** What the task asks **
Transcribe only the lines from the one containing "instance: [(833, 26)]" through the final line of the entries below, exactly, and exclude the pictures.

━━━━━━━━

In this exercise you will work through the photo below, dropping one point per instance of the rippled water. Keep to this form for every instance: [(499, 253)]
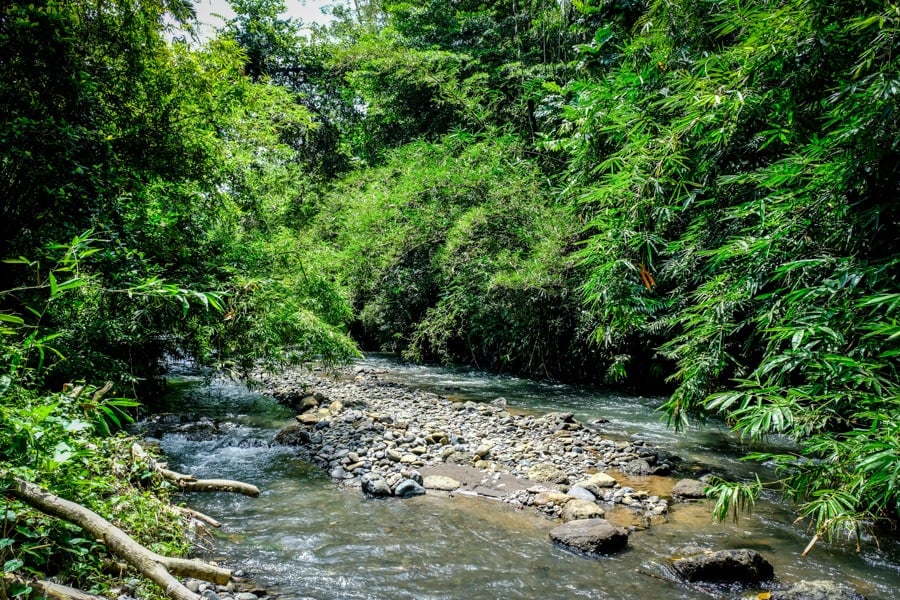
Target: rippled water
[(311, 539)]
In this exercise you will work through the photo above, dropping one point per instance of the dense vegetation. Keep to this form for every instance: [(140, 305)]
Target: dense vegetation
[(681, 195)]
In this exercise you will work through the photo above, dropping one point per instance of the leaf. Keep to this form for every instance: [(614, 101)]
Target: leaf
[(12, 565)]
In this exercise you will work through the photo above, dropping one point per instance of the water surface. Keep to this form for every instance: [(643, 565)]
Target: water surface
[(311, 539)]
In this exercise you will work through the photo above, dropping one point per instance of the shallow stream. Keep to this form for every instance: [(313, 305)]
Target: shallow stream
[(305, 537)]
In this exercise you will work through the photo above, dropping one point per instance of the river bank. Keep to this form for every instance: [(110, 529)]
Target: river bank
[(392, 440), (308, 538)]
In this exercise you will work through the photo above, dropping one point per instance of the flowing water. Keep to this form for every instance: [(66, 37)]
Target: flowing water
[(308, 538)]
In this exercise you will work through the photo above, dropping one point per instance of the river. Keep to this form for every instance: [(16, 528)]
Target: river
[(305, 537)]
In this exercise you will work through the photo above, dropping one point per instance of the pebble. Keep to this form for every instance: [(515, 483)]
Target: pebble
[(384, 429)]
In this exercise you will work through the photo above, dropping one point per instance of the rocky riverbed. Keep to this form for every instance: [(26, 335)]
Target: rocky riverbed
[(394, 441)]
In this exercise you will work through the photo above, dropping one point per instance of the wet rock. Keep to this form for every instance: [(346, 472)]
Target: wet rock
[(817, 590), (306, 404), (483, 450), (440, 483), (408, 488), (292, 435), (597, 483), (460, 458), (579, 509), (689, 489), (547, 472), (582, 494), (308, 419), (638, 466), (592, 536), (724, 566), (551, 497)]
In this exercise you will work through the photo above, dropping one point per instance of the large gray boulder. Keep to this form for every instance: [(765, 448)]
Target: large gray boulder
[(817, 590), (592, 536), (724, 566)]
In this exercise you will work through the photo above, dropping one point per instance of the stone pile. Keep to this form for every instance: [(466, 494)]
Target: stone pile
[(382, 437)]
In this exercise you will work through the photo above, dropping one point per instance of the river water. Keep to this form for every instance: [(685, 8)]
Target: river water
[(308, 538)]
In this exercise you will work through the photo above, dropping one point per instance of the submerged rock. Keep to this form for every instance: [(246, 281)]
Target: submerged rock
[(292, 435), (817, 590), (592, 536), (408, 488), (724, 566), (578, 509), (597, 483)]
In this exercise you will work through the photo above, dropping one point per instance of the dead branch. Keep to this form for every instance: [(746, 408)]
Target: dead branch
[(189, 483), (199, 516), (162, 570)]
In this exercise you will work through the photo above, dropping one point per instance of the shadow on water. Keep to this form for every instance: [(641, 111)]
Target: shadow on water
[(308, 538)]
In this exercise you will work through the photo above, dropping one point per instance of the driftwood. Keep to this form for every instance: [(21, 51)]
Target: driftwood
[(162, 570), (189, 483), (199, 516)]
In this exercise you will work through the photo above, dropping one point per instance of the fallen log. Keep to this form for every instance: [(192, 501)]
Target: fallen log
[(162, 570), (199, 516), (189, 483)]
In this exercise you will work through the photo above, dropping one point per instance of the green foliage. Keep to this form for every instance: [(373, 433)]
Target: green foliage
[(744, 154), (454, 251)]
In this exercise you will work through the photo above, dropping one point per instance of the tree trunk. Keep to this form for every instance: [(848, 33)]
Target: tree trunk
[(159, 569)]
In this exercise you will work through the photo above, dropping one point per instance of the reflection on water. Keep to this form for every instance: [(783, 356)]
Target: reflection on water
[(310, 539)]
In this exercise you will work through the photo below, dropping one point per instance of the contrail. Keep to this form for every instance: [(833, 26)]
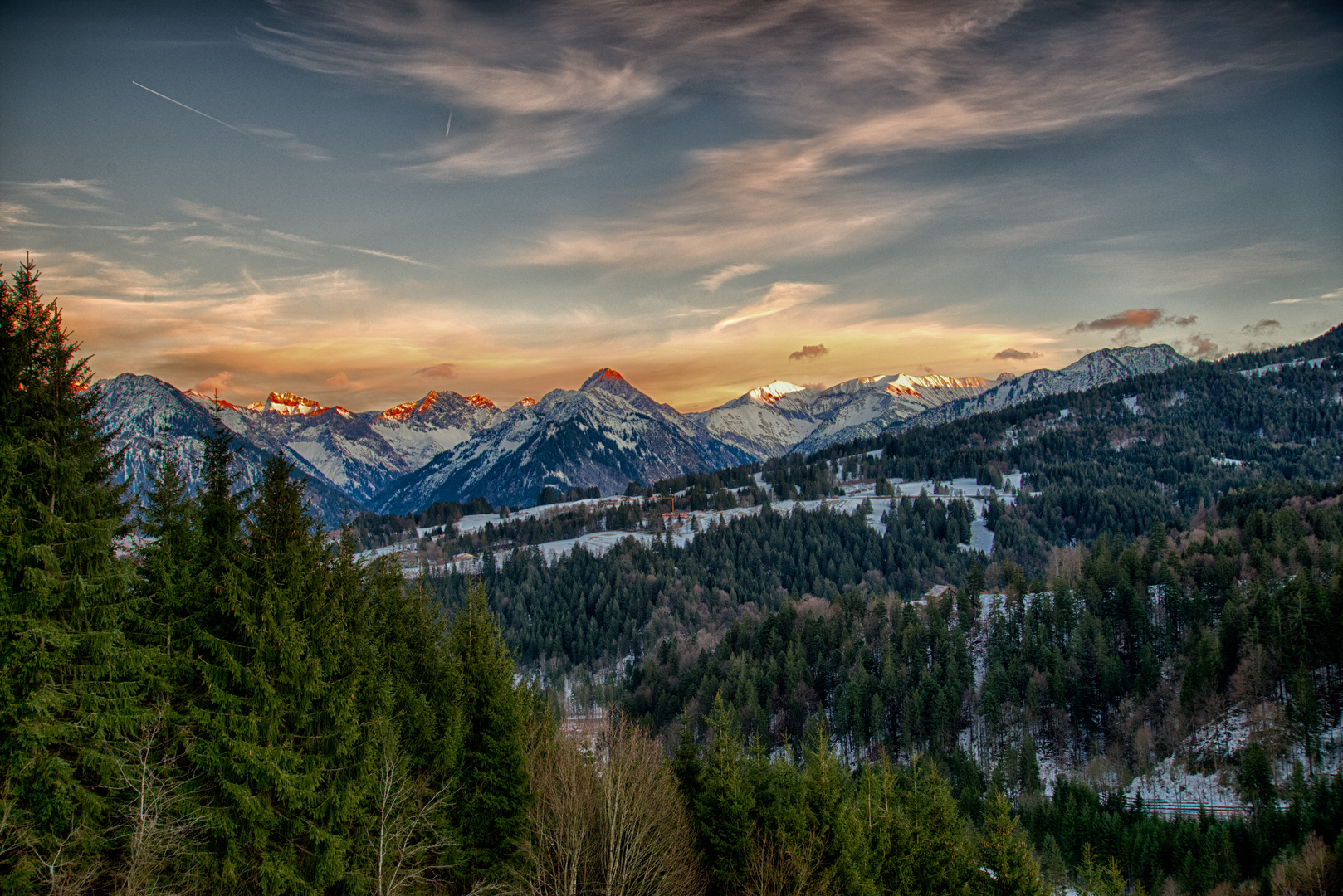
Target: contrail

━━━━━━━━

** Solution below **
In this exercise you will work through the photo below, dropping one point per instance of the contrail. Keep to this form for every instance: [(833, 26)]
Target: contrail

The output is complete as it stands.